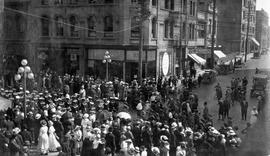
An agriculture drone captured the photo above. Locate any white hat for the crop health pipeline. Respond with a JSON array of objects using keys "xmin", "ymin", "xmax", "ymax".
[
  {"xmin": 35, "ymin": 114, "xmax": 41, "ymax": 119},
  {"xmin": 171, "ymin": 122, "xmax": 177, "ymax": 128},
  {"xmin": 83, "ymin": 113, "xmax": 89, "ymax": 118}
]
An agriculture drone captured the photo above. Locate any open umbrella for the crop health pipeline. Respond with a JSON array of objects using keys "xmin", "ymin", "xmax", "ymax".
[{"xmin": 117, "ymin": 112, "xmax": 131, "ymax": 119}]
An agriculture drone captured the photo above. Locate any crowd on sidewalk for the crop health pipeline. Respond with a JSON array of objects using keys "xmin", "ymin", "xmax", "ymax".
[{"xmin": 0, "ymin": 69, "xmax": 260, "ymax": 156}]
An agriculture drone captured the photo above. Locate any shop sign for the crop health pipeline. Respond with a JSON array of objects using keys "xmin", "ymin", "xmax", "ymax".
[{"xmin": 161, "ymin": 52, "xmax": 170, "ymax": 76}]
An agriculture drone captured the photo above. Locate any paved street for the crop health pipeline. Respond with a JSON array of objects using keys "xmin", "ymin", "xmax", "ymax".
[
  {"xmin": 192, "ymin": 55, "xmax": 270, "ymax": 156},
  {"xmin": 0, "ymin": 97, "xmax": 11, "ymax": 110},
  {"xmin": 0, "ymin": 55, "xmax": 270, "ymax": 156}
]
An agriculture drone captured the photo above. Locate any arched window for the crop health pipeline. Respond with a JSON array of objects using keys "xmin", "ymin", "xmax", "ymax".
[
  {"xmin": 55, "ymin": 16, "xmax": 64, "ymax": 36},
  {"xmin": 152, "ymin": 17, "xmax": 157, "ymax": 38},
  {"xmin": 104, "ymin": 16, "xmax": 113, "ymax": 36},
  {"xmin": 87, "ymin": 16, "xmax": 96, "ymax": 37},
  {"xmin": 41, "ymin": 15, "xmax": 50, "ymax": 36},
  {"xmin": 41, "ymin": 0, "xmax": 49, "ymax": 5},
  {"xmin": 130, "ymin": 17, "xmax": 140, "ymax": 38},
  {"xmin": 164, "ymin": 20, "xmax": 169, "ymax": 38},
  {"xmin": 170, "ymin": 21, "xmax": 174, "ymax": 38},
  {"xmin": 69, "ymin": 15, "xmax": 79, "ymax": 37}
]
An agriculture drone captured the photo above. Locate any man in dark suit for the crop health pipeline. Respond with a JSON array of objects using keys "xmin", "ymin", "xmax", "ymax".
[{"xmin": 105, "ymin": 127, "xmax": 116, "ymax": 156}]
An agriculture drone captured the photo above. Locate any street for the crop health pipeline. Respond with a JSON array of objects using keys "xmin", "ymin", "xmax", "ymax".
———
**TO BE DONE:** Copy the data word for word, from the line containing "An agriculture drone captured the photo above. Locate any paved" through the end of the data, both included.

**THE ANSWER:**
An agriculture drone captured the photo above. Locate any paved street for the crop health pipeline. Respond with a JSON array of objects using keys "xmin", "ymin", "xmax", "ymax".
[
  {"xmin": 192, "ymin": 55, "xmax": 270, "ymax": 156},
  {"xmin": 0, "ymin": 97, "xmax": 11, "ymax": 110},
  {"xmin": 0, "ymin": 55, "xmax": 270, "ymax": 156}
]
An agriculture drone captured the photo above. Locate any arched window for the crop health pipeline. Respond with a JSON array of objects using keys "xmin", "ymin", "xmax", "ymax".
[
  {"xmin": 55, "ymin": 16, "xmax": 64, "ymax": 36},
  {"xmin": 152, "ymin": 17, "xmax": 157, "ymax": 38},
  {"xmin": 104, "ymin": 16, "xmax": 113, "ymax": 36},
  {"xmin": 87, "ymin": 16, "xmax": 96, "ymax": 37},
  {"xmin": 41, "ymin": 15, "xmax": 50, "ymax": 36},
  {"xmin": 41, "ymin": 0, "xmax": 49, "ymax": 5},
  {"xmin": 130, "ymin": 17, "xmax": 140, "ymax": 38},
  {"xmin": 164, "ymin": 20, "xmax": 169, "ymax": 38},
  {"xmin": 170, "ymin": 21, "xmax": 174, "ymax": 38},
  {"xmin": 69, "ymin": 15, "xmax": 79, "ymax": 37}
]
An agriculture drone captured the photo above. Locate any man in dark suit for the crop health pipeline. Respond with a JSON array of objects using keys "xmin", "ymin", "xmax", "ymax".
[{"xmin": 105, "ymin": 127, "xmax": 116, "ymax": 156}]
An agriculture drone captured the photo above. Locate any street for the crop health pipeline. Respond with a JSON array of objects using keys "xmin", "ymin", "xmax", "ymax".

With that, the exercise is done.